• Belge alıntısı
——

Friday, August 10, 2007

internet

3 film

dün gecenin sonunda olcay; otomatik portakal, taxi driver ve terminatör karışımı bir şekilde tanımladı olmak istediği ve yapmak istediğini. daha doğrusu o anlatınca ben bu üç filme benzettim kendisinin hayallerini. beyzbol sopası, çifte ve motor.

kapak

Thursday, August 09, 2007

boş-luk hiss-i

tüm sinirlerim yer değiştirmiş durumda. sadece iş. basit ayrıntılar. durdum ve geçmesini bekliyorum. gerginliğim geçince sakin kafa ile bir plan yapacağım yarın için. gerginliğimin geçmesi için de saçmasapan şeyler yapıyorum. ilgilenmiyorum. zihnimi uzaklaştırıyorum. onun dışında genel bir bekleyiş var tabi. önce tatilimi bekliyorum. sonra sonbaharı. sanki her şey yoluna girecek, belirsizlikler sonlanacak. ya da ben duyduklarıma kendimi inandırmak istiyor olabilirim. yarın bizimkiler amerika'dan dönüyor. bu öğlen ortaköy house cafe'deydik. boşluk hissi güzeldi.

——

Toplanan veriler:

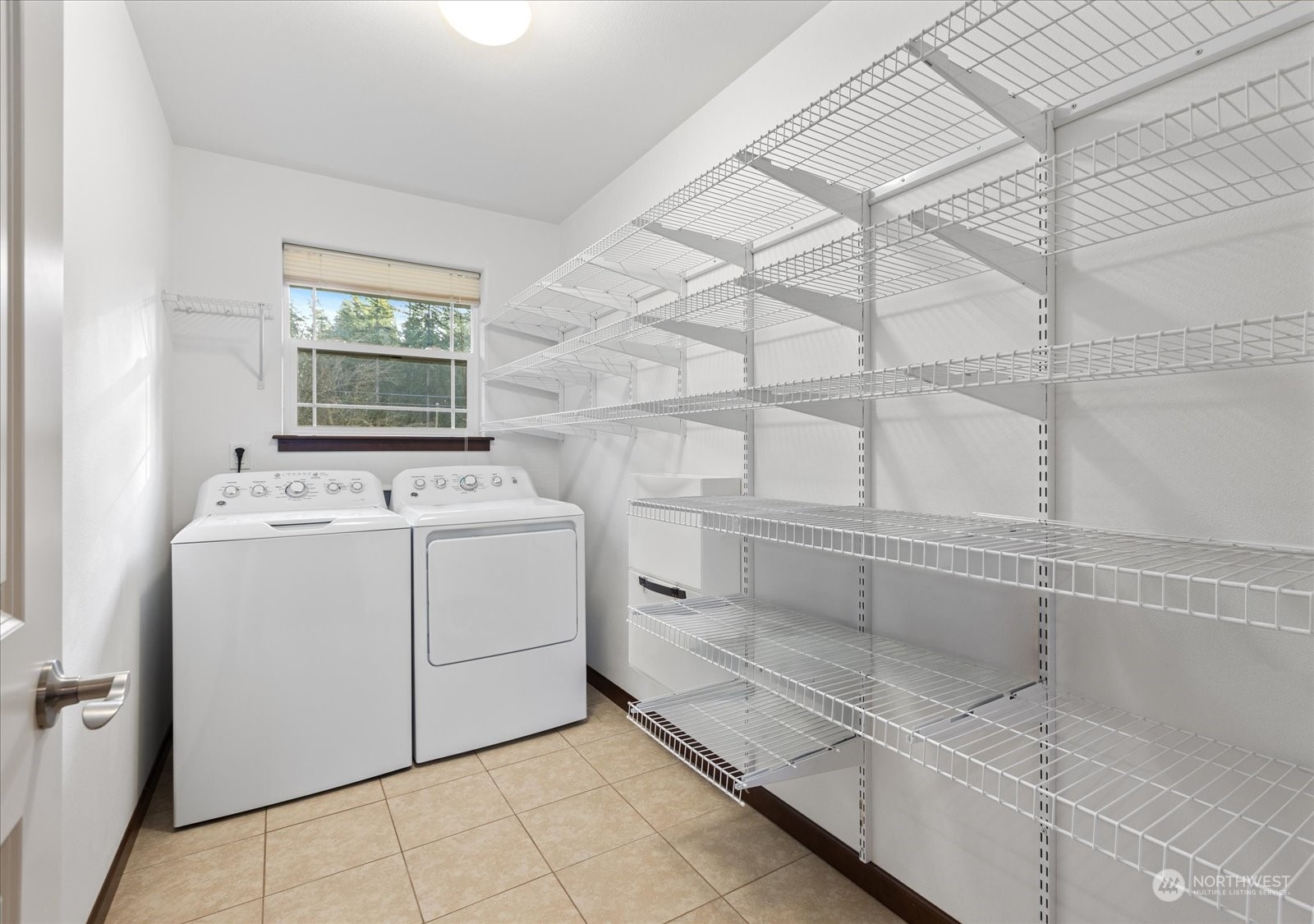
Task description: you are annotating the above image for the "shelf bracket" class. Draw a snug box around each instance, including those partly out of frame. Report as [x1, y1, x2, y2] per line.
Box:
[740, 735, 862, 788]
[734, 151, 862, 225]
[905, 365, 1047, 421]
[485, 430, 567, 443]
[609, 340, 679, 370]
[626, 414, 685, 436]
[904, 38, 1049, 154]
[590, 259, 681, 294]
[672, 410, 749, 434]
[908, 210, 1047, 294]
[644, 222, 747, 269]
[548, 285, 635, 314]
[484, 311, 587, 346]
[775, 398, 862, 427]
[734, 276, 862, 331]
[653, 319, 744, 353]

——

• Problemler ve görevler
(1) Blog metninde olcay'ın anlattıkları hangi üç filme benzetiliyor?
(2) Boşluk hissini anlatan blog metnini kaldığı yerden sürdürün.
Kayıtlar, blog metninden ayrı bir malzemedir.

• Görevlere göre cevaplar
(1) Otomatik Portakal, Taxi Driver ve Terminatör.

(2)
yazacak bir şey yok.

sadece çok fazla rüya ve macera var.
bir de amy'den "take the box"

Tuesday, August 07, 2007

paranoya

acaba bugüne kadar gerçekten gözümün önünde olan hiçbir şeyi farketmemiş olabilir miyim? bambaşka algılamış - algılatmış olabilir miyim tüm olanı ve biteni? kendi kafamda kurup kendi kendimi mi hırpaladım?

Sunday, August 05, 2007

aşkları da vururlar

sözlerin hançer

yareler gülüm

sür gözlerinin namlusuna

sür beni aşktan olsun ölümüm

sözlerin hançer

yareler açar yareler gülüm
sür gözlerinin namlusuna
sür beni aşktan olsun ölümüm

Friday, August 03, 2007

p.o.p.'leri beklerken...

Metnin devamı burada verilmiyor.